Text.

--------

The operator stimulates the neuron gradient, action potentials to cause the release of neurotransmitters relative to an aim.

In the hunger example: the impetus is provided by ghrelin. Neuropeptide Y (NPY) and agouti-related peptide (AgRP) are neurotransmitters that stimulate appetite and increase food intake. Stretch receptors: The stomach has stretch receptors that detect the presence or absence of food. When the stomach is empty, these receptors send signals to the brain, which interprets them as hunger. Other receptors send information to the brain when food intake is detected. Injecting a challenge is important.

  • Reward: Dopamine
  • Punishment: Serotonin, perhaps Norepinephrine.

There are over 100-150 known neurotransmitters, narrowing it down to two is a punk out. Some others... acetylcholine (ACh), norepinephrine (NE), GABA (gamma-aminobutyric acid), glutamate, endorphins, histamine, melatonin, adrenaline (epinephrine)... Use an LLM and spent some time designing the circuit.

Different neurons are specialized to a task, for example dopamine neuron release dopamine and serotonin neurons release serotonin, so there are many neurons relative to their task such as visual cortex neurons, auditory cortex neurons, neo-cortex neurons, Von Economo neuron (VEN)...

One sensor goes to one neuron type, in current organoid intelligence, one electrical pad in a multi electrical array is dedicated to one task. 1 stimulus is connected to 1 sensor and always goes to the 1 pad to the same group of neurons. The design relies on re-enforcement learning, operant conditioning. If the neurons exhibit the desired output, it gets a reward such as dopamine or a punishment such as serotonin. You do not have to starve the organoid of new and more sensors, information. Take for example a path finding challenge, placing the dopamine at the goal and saying nothing more. With trial and error the path will be worked out, subsequently the circuit will know how to get the dopamine more quickly.

one stimuli --> sensor --> wire --> pad activation --> specific neuron around one electrical pad in the multi electrode array --> onwards... --> upon success activate dopamine neurons or supply dopamine directly.

The method of induced pluripotent stem cells (iPSCs) selection of differentiation into a specific neuron type.

--------

Record excerpts.
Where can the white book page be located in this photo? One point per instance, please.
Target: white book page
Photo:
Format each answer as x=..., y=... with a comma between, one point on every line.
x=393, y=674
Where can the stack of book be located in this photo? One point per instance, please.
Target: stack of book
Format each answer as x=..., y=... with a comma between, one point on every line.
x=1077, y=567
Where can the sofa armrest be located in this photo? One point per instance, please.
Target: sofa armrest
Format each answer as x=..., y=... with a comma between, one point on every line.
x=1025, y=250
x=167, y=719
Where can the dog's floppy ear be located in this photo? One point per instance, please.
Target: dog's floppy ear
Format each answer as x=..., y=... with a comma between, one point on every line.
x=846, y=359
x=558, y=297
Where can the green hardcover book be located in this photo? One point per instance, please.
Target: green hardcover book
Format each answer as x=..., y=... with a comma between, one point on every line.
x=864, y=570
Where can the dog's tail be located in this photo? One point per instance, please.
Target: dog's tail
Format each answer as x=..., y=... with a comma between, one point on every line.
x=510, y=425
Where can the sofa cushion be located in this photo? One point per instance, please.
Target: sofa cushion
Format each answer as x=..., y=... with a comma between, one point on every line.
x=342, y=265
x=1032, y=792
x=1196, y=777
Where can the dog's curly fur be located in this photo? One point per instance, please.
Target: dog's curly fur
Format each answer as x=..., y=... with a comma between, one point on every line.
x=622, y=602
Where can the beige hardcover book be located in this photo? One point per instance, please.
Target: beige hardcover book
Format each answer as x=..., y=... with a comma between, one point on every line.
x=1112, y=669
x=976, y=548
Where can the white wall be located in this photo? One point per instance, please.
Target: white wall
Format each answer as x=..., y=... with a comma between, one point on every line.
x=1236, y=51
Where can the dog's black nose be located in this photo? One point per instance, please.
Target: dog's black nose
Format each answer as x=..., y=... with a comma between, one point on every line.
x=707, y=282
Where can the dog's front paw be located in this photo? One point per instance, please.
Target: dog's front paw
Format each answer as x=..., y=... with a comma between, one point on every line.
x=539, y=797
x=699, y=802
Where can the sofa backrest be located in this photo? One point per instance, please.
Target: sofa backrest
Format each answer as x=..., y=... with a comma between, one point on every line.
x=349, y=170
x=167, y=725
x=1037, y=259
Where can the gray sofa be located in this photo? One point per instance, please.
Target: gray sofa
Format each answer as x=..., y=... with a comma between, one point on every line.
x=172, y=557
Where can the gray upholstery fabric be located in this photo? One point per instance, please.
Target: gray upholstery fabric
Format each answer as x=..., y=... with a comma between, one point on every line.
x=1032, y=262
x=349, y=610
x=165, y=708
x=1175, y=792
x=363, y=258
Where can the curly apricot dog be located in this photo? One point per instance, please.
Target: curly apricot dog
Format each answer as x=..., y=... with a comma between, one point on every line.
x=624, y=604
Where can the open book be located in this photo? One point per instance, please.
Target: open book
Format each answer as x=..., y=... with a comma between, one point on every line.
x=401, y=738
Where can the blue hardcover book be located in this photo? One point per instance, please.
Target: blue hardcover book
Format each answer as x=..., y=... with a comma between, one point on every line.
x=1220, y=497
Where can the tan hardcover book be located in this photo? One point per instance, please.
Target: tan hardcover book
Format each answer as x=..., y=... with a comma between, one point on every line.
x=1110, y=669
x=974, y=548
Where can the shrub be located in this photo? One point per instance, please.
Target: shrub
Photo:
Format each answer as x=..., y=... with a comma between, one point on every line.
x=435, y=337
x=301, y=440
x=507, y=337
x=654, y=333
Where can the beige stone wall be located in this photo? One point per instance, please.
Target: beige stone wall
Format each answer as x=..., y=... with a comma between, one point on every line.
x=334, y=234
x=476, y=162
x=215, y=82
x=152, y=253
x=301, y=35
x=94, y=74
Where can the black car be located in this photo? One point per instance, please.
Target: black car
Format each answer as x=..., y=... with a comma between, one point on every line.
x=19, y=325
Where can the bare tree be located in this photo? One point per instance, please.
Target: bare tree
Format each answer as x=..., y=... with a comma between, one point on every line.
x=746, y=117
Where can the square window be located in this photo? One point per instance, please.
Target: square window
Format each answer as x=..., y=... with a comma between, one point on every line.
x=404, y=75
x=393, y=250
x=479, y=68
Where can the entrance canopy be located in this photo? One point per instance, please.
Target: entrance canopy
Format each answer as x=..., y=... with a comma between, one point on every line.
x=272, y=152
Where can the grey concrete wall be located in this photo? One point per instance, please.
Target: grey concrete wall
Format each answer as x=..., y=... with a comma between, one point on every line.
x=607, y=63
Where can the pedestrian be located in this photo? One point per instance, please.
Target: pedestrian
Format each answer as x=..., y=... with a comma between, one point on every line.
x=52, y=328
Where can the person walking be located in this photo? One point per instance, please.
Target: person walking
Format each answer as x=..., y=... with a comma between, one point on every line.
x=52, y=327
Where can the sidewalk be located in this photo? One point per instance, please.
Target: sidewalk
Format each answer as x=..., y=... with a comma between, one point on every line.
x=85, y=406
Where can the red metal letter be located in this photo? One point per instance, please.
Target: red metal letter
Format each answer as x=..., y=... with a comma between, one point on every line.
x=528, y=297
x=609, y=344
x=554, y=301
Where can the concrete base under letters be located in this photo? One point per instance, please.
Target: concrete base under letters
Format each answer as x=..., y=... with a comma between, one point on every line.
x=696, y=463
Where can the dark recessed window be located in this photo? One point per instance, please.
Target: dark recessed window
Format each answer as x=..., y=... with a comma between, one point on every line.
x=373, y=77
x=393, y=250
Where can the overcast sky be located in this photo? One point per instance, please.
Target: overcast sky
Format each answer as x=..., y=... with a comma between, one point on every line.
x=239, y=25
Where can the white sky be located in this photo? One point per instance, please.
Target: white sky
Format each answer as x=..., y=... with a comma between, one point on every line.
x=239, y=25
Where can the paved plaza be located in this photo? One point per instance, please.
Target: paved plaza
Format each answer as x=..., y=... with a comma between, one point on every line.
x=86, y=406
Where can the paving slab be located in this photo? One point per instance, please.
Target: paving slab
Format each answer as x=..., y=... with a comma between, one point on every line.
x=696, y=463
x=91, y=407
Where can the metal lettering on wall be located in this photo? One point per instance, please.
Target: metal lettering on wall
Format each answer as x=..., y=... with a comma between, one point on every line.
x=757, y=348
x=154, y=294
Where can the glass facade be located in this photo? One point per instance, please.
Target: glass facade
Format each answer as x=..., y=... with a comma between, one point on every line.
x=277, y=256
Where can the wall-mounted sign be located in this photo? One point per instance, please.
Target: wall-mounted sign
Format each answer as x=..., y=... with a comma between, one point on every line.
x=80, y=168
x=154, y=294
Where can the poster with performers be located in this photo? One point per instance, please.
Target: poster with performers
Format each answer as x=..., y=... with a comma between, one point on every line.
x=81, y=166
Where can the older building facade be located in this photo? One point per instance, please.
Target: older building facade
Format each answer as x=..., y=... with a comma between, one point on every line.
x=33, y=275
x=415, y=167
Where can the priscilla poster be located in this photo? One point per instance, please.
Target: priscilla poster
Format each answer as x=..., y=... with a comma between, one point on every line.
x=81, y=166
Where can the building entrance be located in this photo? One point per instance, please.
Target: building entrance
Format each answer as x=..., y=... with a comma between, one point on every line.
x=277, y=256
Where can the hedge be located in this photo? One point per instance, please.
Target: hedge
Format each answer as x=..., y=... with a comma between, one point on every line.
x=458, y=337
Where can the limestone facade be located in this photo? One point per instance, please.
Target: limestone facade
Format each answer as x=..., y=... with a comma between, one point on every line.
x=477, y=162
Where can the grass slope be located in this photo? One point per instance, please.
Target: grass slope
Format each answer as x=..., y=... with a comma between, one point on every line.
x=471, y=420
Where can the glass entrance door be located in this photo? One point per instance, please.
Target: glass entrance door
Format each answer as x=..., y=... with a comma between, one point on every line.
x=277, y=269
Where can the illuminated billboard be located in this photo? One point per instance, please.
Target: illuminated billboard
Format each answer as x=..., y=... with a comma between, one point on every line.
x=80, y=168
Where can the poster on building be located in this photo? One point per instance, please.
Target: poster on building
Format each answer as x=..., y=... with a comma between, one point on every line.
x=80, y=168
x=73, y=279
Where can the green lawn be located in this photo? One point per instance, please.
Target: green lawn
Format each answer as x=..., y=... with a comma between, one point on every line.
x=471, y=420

--------

Explore the material.
1/ Do these statements agree with the text on organoid intelligence? For each, answer yes or no and quote the words from the text that decide it.
(a) In the hunger example, ghrelin provides the impetus.
(b) The stomach's stretch receptors signal the brain when the stomach is full.
(c) In current organoid intelligence, one electrical pad handles several tasks.
2/ Can you return the part of the text on organoid intelligence starting with "In the hunger" and going on through "Serotonin, perhaps Norepinephrine.", word for word?
3/ Can you resume the text on organoid intelligence from where it stops?
The lines have nothing to do with the text on organoid intelligence.

Answers by item.
1/
(a) Yes: "the impetus is provided by ghrelin"
(b) No: "When the stomach is empty, these receptors send signals to the brain, which interprets them as hunger."
(c) No: "one electrical pad in a multi electrical array is dedicated to one task"

2/
In the hunger example: the impetus is provided by ghrelin. Neuropeptide Y (NPY) and agouti-related peptide (AgRP) are neurotransmitters that stimulate appetite and increase food intake. Stretch receptors: The stomach has stretch receptors that detect the presence or absence of food. When the stomach is empty, these receptors send signals to the brain, which interprets them as hunger. Other receptors send information to the brain when food intake is detected. Injecting a challenge is important.

  • Reward: Dopamine
  • Punishment: Serotonin, perhaps Norepinephrine.

3/
O.I. and Building Multi-Modal Sensory Systems

While important, this is all too small in scale. At some stage, multi-modal senses are required because most applications fall into a general permanent sense. A repeatable organoid construction could facilitate most applications. This is far cry, as organoids are only about the size of a grain of salt at the moment. Organoids can always be more effective using modularization, with a model of the brain tanslated into O.I, with regional, partitioned function of a single organoid or multiple specialized organoids interconnected via an artificial synapse. Organoids need to get more complex and larger.

Propose 4 senses, two input and two output.

These senses are electrode arrays that are converted to an electrical form and sent to the organoid. These peripherals are not biological, they are electronic. The 4 senses...

'''Input'''

  • Sight, photosensor array to electric conversion and transmission to organoid. Basically a camera.
  • Hearing electrode array, basically a microphone, again for the sake of simplcity it might be a frequency/amplitude array.

'''Output'''

  • Voice electrode array, basically a speaker, where the electrical signals produced by the organoid makes sound out of the speaker.
  • Visual electrode array, basically a T.V, where the electrical signals produced by the organoid can generate an image on the T.V.

The organoid is trained to use these input and output devices. A.I. LLM trainers, educators, filters, such as LLM english language trainer where the operant conditioning program is the English language.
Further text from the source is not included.